● **Directions for this task**
Reproduce the records below exactly, but leave their pictures out of the copy.

*** Exercise materials ***

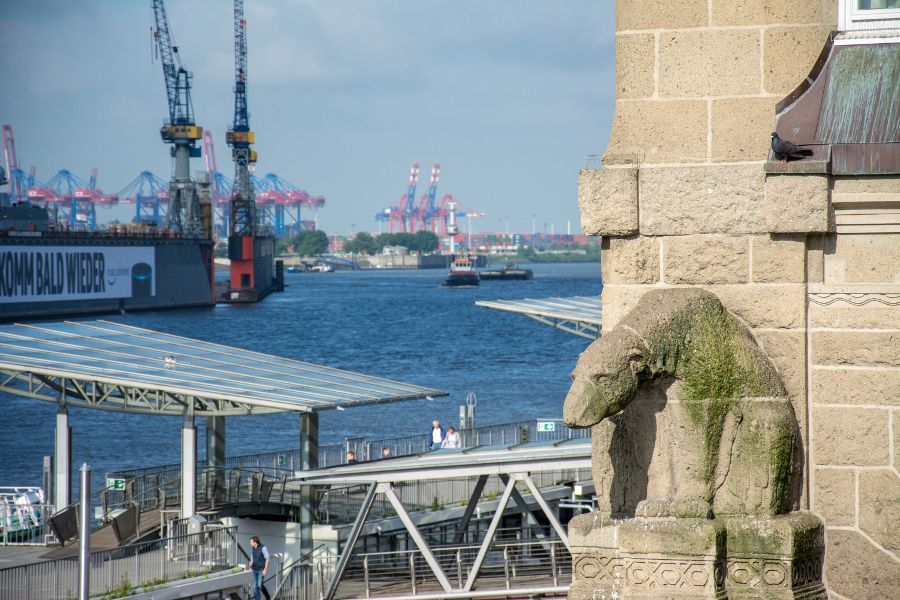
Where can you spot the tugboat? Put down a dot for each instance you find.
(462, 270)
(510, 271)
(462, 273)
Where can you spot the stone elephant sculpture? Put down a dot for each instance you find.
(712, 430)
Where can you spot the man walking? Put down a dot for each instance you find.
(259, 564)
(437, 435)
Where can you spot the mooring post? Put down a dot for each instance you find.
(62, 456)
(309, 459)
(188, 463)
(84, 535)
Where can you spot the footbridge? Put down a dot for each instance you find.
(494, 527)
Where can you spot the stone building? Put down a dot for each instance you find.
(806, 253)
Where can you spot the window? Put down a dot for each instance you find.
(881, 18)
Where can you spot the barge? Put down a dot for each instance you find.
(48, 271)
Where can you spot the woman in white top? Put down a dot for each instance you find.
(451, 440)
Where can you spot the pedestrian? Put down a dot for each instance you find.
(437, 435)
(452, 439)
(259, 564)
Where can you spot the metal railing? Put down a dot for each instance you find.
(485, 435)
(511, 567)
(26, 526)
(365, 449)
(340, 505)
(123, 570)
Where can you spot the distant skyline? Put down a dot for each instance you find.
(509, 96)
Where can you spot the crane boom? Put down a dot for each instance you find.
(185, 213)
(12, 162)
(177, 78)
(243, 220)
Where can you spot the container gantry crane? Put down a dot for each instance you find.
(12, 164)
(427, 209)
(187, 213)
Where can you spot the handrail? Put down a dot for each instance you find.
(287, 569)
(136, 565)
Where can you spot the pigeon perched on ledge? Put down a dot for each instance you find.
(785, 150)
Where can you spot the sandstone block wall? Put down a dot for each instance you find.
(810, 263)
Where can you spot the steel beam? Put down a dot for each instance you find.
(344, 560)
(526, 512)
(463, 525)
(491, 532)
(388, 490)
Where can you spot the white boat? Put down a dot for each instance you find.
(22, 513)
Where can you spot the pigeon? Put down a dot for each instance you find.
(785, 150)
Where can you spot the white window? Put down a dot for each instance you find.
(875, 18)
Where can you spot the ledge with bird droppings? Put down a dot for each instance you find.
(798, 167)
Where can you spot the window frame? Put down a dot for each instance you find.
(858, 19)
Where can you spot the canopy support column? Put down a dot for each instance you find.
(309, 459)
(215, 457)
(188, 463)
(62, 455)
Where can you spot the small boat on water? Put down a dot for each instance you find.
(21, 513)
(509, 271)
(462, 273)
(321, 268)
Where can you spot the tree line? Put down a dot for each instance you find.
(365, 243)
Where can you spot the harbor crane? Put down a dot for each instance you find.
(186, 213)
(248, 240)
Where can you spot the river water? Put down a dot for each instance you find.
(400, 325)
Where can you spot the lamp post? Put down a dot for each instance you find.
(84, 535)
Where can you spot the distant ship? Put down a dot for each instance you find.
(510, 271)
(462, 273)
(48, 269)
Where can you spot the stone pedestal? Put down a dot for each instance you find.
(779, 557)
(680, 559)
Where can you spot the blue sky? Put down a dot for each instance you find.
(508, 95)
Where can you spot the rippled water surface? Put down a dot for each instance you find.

*** End of Exercise materials ***

● **Expected answer**
Where can you spot the tugboat? Put down a dot for each instance you find.
(462, 270)
(510, 271)
(462, 273)
Where can you spot the stone elephant sculpture? Put down a dot for each instance you find.
(712, 430)
Where can you spot the man walking? Put down a dot for each instance you find.
(259, 564)
(437, 435)
Where can you spot the mooring post? Put down a dot for each instance you find.
(62, 456)
(309, 459)
(188, 463)
(84, 535)
Where can you spot the footbridge? Put down a dot for each instance you find.
(494, 527)
Where can you spot the stone building? Put down a dot for each instance you find.
(806, 253)
Where can you spot the window? Put down a dot for each instance you find.
(881, 18)
Where can you spot the barge? Put down a dot for each instance you find.
(48, 271)
Where can you spot the woman in white top? Put down a dot for each instance you find.
(451, 440)
Where can you spot the pedestrian? Put down a dot for each instance you find.
(437, 435)
(452, 439)
(259, 564)
Where can you spot the metal railing? Put down a dot for each instance you find.
(485, 435)
(511, 567)
(26, 526)
(365, 449)
(340, 505)
(123, 570)
Where can you spot the distant skyline? Put down a dot for each instance you find.
(509, 96)
Where can you spot the crane boom? Put down a dot for each instance you find.
(185, 213)
(12, 162)
(177, 78)
(243, 220)
Where can you spot the container gantry crane? Put down a dot for each instance you find.
(12, 164)
(427, 209)
(187, 213)
Where can you spot the handrail? Put down a dot for each instance you find.
(287, 569)
(136, 565)
Where can you spot the pigeon perched on ledge? Put down a dot for each instance you find.
(785, 150)
Where can you spot the sandstone block wall? Put down a dot for each instance you find.
(810, 263)
Where can you spot the steel beam? Put down a dot for each instance you find.
(344, 560)
(526, 512)
(463, 525)
(491, 532)
(388, 490)
Where can you spot the white boat? Put down a dot for each instance you find.
(22, 513)
Where can you spot the pigeon? Put down a dot for each instance you find.
(785, 150)
Where can you spot the white window? Put down a dot for each instance you find.
(875, 18)
Where can you spot the ledge with bird droppings? Put down a dot for each instance you find.
(798, 167)
Where can you spot the window frame? Put down a dot for each instance you find.
(858, 19)
Where can you spot the canopy support column? Put down a dot for each instance you find.
(309, 459)
(215, 457)
(188, 463)
(62, 455)
Where can you spot the small boat on water? Put down a dot for each instance you find.
(21, 513)
(509, 271)
(462, 273)
(321, 268)
Where can you spot the tree line? Put down a dot for each instance you find.
(365, 243)
Where can you spot the harbor crane? Put down a dot for each instance you find.
(186, 213)
(248, 240)
Where can you spot the river water? Put down a dot for each instance you find.
(400, 325)
Where can you spot the lamp post? Put down a dot for each instance you find.
(84, 535)
Where can you spot the distant ship? Put down a dot for each instance you find.
(510, 271)
(462, 273)
(48, 269)
Where can you spot the stone pedestal? Put down a dot for each instance you find.
(779, 557)
(680, 559)
Where can you spot the blue sky? Put down a dot for each instance you find.
(508, 95)
Where can you spot the rippled water surface? Put down a dot for each instance you find.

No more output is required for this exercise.